Exercise instructions >>
A. In the text on slip-and-fall liability, change "retailers" to "merchants" and write out the part from "One method developed" to "injury of customers.".
B. Put this sentence from the text on slip-and-fall liability into Spanish: "Some states have even enacted legislation to give retailers evidentiary help in defending against such suits."
C. List every item that, according to the text on slip-and-fall liability, a careful review of the store's policies and procedures takes up.

=== Document passage ===

With the continual increase in the cost of liability insurance
borne by industry showing no signs of decline, managers of businesses of
all types and especially those in the insurance industry have been
looking for methods of controlling these escalating costs. Of particular
concern has been liability imposed on retailers and other firms for
injuries suffered by customers/ visitors who either slipped and fell on
the premises, outside in the parking lot, or had display items fall on
them or trip them. In fact, such slip-and-fall incidents make up the
largest percentage of suits filed against businesses.
One method developed to control liability has been on-site risk
management analysis conducted by the insurer, another third party, or
the store management. After a careful review of the policies and
procedures of the store relative to identifying sources of potential
harm, assignment of maintenance responsibility for various aisles and
business areas, development of clean-up procedures, and requiring
periodic inspections, the store will minimize accidents leading to
customer injuries and should be in a better posture to successfully
defend a customer's suit for injuries suffered due to a fall in a
business establishment or on a firm's property. Some states have
even enacted legislation to give retailers evidentiary help in defending
against such suits. At the very least, such an analysis should alert
management to potential danger spots and minimize monetary losses
related to the injury of customers.
To deal effectively with the three types of slip-and-fall incidents
leading to suits require that managers have an understanding of case law
and respond by preparing appropriate policies to minimize their
occurrence. The immense monetary losses arising from injuries due to
slip-and-fall accidents can no longer be ignored by business managers.

=== Data for analysis ===

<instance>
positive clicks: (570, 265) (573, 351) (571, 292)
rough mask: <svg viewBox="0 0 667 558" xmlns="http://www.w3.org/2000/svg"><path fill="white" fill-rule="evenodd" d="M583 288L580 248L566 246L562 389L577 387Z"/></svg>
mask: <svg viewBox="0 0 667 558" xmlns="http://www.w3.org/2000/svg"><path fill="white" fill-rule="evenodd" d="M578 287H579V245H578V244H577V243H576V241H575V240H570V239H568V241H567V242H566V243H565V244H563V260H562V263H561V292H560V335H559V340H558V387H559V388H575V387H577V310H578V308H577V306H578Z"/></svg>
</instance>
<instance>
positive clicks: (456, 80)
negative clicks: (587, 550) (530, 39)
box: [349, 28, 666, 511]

===

Task-by-task solutions >>
A.
One method developed to control liability has been on-site risk
management analysis conducted by the insurer, another third party, or
the store management. After a careful review of the policies and
procedures of the store relative to identifying sources of potential
harm, assignment of maintenance responsibility for various aisles and
business areas, development of clean-up procedures, and requiring
periodic inspections, the store will minimize accidents leading to
customer injuries and should be in a better posture to successfully
defend a customer's suit for injuries suffered due to a fall in a
business establishment or on a firm's property. Some states have
even enacted legislation to give merchants evidentiary help in defending
against such suits. At the very least, such an analysis should alert
management to potential danger spots and minimize monetary losses
related to the injury of customers.

B. Algunos estados incluso han promulgado leyes para brindar a los minoristas ayuda probatoria en la defensa contra tales demandas.

C.
- identifying sources of potential harm
- assignment of maintenance responsibility for various aisles and business areas
- development of clean-up procedures
- requiring periodic inspections